PROBLEM DETAILS
Copy out the listing beneath, missing nothing.

(SUPPLIED RECORDS begins)

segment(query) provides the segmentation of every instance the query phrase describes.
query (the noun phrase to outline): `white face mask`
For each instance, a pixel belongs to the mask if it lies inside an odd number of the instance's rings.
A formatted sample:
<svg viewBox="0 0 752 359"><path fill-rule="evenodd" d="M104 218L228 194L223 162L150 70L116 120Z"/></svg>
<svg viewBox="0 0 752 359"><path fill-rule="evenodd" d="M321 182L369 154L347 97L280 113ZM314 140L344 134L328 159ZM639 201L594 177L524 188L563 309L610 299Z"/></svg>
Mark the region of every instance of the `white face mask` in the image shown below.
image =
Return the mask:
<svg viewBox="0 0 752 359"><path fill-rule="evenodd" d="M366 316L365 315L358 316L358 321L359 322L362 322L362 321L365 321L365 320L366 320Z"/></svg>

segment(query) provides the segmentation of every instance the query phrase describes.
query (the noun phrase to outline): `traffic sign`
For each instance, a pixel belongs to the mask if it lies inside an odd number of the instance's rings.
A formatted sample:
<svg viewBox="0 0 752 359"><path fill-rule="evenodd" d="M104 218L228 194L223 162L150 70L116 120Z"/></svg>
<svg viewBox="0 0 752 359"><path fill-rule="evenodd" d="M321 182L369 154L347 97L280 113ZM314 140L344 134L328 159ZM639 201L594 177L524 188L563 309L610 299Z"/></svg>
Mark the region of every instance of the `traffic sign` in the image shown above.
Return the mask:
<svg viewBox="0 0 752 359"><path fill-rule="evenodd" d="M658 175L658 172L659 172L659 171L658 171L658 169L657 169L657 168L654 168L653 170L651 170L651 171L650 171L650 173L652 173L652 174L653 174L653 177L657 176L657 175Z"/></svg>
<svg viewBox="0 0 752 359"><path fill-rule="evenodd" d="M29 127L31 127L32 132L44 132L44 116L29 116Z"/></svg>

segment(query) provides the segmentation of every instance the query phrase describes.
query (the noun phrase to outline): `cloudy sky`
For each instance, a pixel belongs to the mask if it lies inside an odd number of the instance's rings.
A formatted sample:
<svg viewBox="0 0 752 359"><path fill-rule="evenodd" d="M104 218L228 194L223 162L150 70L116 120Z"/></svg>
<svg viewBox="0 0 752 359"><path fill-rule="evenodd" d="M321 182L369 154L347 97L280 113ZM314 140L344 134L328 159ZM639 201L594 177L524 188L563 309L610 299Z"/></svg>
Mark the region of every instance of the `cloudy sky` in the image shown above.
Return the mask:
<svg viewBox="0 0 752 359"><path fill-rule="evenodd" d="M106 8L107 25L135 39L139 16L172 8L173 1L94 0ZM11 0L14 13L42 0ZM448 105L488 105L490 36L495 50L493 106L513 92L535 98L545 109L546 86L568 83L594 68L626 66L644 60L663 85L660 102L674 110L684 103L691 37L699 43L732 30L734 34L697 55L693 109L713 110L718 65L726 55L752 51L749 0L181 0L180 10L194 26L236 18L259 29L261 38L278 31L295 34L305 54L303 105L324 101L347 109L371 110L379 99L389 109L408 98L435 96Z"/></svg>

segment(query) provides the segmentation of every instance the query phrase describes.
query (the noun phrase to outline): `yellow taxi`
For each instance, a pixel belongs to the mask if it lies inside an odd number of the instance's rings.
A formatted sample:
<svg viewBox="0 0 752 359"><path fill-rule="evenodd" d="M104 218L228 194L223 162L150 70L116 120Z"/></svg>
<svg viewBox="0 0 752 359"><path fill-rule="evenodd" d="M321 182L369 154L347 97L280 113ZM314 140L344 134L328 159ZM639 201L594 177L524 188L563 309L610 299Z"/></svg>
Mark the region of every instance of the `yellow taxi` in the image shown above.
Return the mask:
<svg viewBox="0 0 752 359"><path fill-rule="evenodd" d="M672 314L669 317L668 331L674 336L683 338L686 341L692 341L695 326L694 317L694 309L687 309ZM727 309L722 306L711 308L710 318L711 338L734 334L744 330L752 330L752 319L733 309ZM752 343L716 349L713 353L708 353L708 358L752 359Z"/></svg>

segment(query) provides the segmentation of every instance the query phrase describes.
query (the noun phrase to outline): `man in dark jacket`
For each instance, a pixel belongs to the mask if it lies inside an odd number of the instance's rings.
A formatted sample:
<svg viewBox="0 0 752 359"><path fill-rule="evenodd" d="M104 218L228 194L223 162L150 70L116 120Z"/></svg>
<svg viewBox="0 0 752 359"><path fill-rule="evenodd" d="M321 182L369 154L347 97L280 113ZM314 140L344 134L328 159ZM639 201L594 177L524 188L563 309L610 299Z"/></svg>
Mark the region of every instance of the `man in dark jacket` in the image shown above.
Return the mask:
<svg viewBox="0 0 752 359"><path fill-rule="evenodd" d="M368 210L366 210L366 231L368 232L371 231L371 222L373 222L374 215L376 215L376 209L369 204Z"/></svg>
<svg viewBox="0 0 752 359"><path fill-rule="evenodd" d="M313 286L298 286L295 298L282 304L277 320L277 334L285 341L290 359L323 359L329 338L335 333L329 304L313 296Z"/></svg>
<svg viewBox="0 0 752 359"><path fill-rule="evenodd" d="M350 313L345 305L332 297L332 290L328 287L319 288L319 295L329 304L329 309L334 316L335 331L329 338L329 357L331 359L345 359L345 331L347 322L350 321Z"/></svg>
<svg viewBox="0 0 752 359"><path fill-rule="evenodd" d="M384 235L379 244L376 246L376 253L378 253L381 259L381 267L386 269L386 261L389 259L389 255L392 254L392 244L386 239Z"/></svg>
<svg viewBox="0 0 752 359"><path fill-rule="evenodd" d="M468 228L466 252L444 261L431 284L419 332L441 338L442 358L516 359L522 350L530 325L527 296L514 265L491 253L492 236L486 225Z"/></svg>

(SUPPLIED RECORDS ends)

PROBLEM SOLUTION
segment(query) provides the segmentation of every instance the query phrase describes.
query (the noun phrase to outline): `white face mask`
For each instance, a pixel belongs to the mask if it lies inside an odd number of the instance's rings.
A formatted sample:
<svg viewBox="0 0 752 359"><path fill-rule="evenodd" d="M104 218L228 194L223 162L150 70L116 120Z"/></svg>
<svg viewBox="0 0 752 359"><path fill-rule="evenodd" d="M321 182L369 154L347 97L280 113ZM314 140L344 134L328 159ZM639 201L594 177L524 188L563 309L610 299Z"/></svg>
Mark the region of every instance of the `white face mask` in the image shown below.
image =
Return the mask:
<svg viewBox="0 0 752 359"><path fill-rule="evenodd" d="M366 316L365 315L358 316L358 321L359 322L362 322L362 321L365 321L365 320L366 320Z"/></svg>

segment(query) provides the segmentation of every instance the query phrase describes.
query (the noun phrase to outline): `traffic sign`
For each instance, a pixel belongs to the mask if it lies inside an odd number of the instance's rings.
A formatted sample:
<svg viewBox="0 0 752 359"><path fill-rule="evenodd" d="M104 218L228 194L223 162L150 70L116 120Z"/></svg>
<svg viewBox="0 0 752 359"><path fill-rule="evenodd" d="M321 182L369 154L347 97L280 113ZM314 140L344 134L328 159ZM639 201L594 177L524 188L563 309L610 299Z"/></svg>
Mark the region of every instance of the `traffic sign` in the image shown above.
Return the mask:
<svg viewBox="0 0 752 359"><path fill-rule="evenodd" d="M658 175L658 172L659 172L659 171L658 171L658 169L657 169L657 168L654 168L653 170L651 170L651 171L650 171L650 173L652 173L652 174L653 174L653 177L657 176L657 175Z"/></svg>
<svg viewBox="0 0 752 359"><path fill-rule="evenodd" d="M29 127L31 127L32 132L44 132L44 116L29 116Z"/></svg>

segment(query) provides the segmentation of every instance the query phrase describes.
query (the noun phrase to outline): `cloudy sky`
For each instance, a pixel belongs to the mask if it lies inside an odd number of the instance's rings.
A formatted sample:
<svg viewBox="0 0 752 359"><path fill-rule="evenodd" d="M104 218L228 194L223 162L150 70L116 120Z"/></svg>
<svg viewBox="0 0 752 359"><path fill-rule="evenodd" d="M321 182L369 154L347 97L280 113ZM314 140L344 134L328 159ZM639 201L594 177L524 188L563 309L610 299Z"/></svg>
Mark the region of every instance of the `cloudy sky` in the image shown above.
Return the mask:
<svg viewBox="0 0 752 359"><path fill-rule="evenodd" d="M106 8L107 25L135 39L139 16L172 8L173 1L94 0ZM11 0L14 13L42 0ZM448 105L488 105L490 36L495 50L493 106L513 92L535 98L545 109L546 86L568 83L594 68L626 66L644 60L663 85L660 102L674 110L684 103L691 37L699 43L732 30L734 34L697 55L693 109L713 110L718 65L726 55L752 51L749 0L181 0L180 10L194 26L236 18L259 29L261 38L278 31L295 34L305 54L303 105L324 101L347 109L371 110L379 99L389 109L408 98L435 96Z"/></svg>

segment(query) provides the segmentation of every instance the query phrase describes.
query (the noun phrase to outline): `yellow taxi`
For each instance, a pixel belongs to the mask if it lies inside an odd number of the instance's rings.
A formatted sample:
<svg viewBox="0 0 752 359"><path fill-rule="evenodd" d="M104 218L228 194L223 162L150 70L116 120Z"/></svg>
<svg viewBox="0 0 752 359"><path fill-rule="evenodd" d="M321 182L369 154L347 97L280 113ZM314 140L344 134L328 159ZM639 201L594 177L524 188L563 309L610 299Z"/></svg>
Mark the region of every instance of the `yellow taxi` in the image shown above.
Return the mask:
<svg viewBox="0 0 752 359"><path fill-rule="evenodd" d="M672 314L669 317L668 331L674 336L683 338L686 341L692 341L695 326L694 317L694 309L687 309ZM727 309L722 306L711 308L710 318L711 338L734 334L744 330L752 330L752 319L733 309ZM752 343L716 349L713 353L708 353L708 358L752 359Z"/></svg>

segment(query) provides the segmentation of every instance the query phrase describes.
query (the noun phrase to outline): `man in dark jacket`
For each instance, a pixel belongs to the mask if it lies inside an odd number of the instance's rings.
A formatted sample:
<svg viewBox="0 0 752 359"><path fill-rule="evenodd" d="M104 218L228 194L223 162L150 70L116 120Z"/></svg>
<svg viewBox="0 0 752 359"><path fill-rule="evenodd" d="M321 182L369 154L347 97L280 113ZM314 140L344 134L328 159ZM639 201L594 177L524 188L563 309L610 299Z"/></svg>
Mark the region of every instance of the `man in dark jacket` in the image shown above.
Return the mask:
<svg viewBox="0 0 752 359"><path fill-rule="evenodd" d="M368 210L366 210L366 231L368 232L371 231L371 222L373 222L374 215L376 215L376 209L369 204Z"/></svg>
<svg viewBox="0 0 752 359"><path fill-rule="evenodd" d="M313 286L298 286L295 298L282 304L277 320L277 334L285 341L290 359L323 359L329 338L335 333L329 304L313 296Z"/></svg>
<svg viewBox="0 0 752 359"><path fill-rule="evenodd" d="M350 313L345 305L332 297L332 290L328 287L319 288L319 295L329 304L329 309L334 316L335 331L329 338L329 357L331 359L345 359L345 331L347 322L350 321Z"/></svg>
<svg viewBox="0 0 752 359"><path fill-rule="evenodd" d="M384 235L379 244L376 246L376 253L378 253L381 259L381 267L386 269L386 261L389 259L389 255L392 254L392 244L386 239Z"/></svg>
<svg viewBox="0 0 752 359"><path fill-rule="evenodd" d="M468 228L466 252L444 261L431 284L419 332L441 338L442 358L516 359L522 350L530 325L527 296L514 265L491 253L492 236L486 225Z"/></svg>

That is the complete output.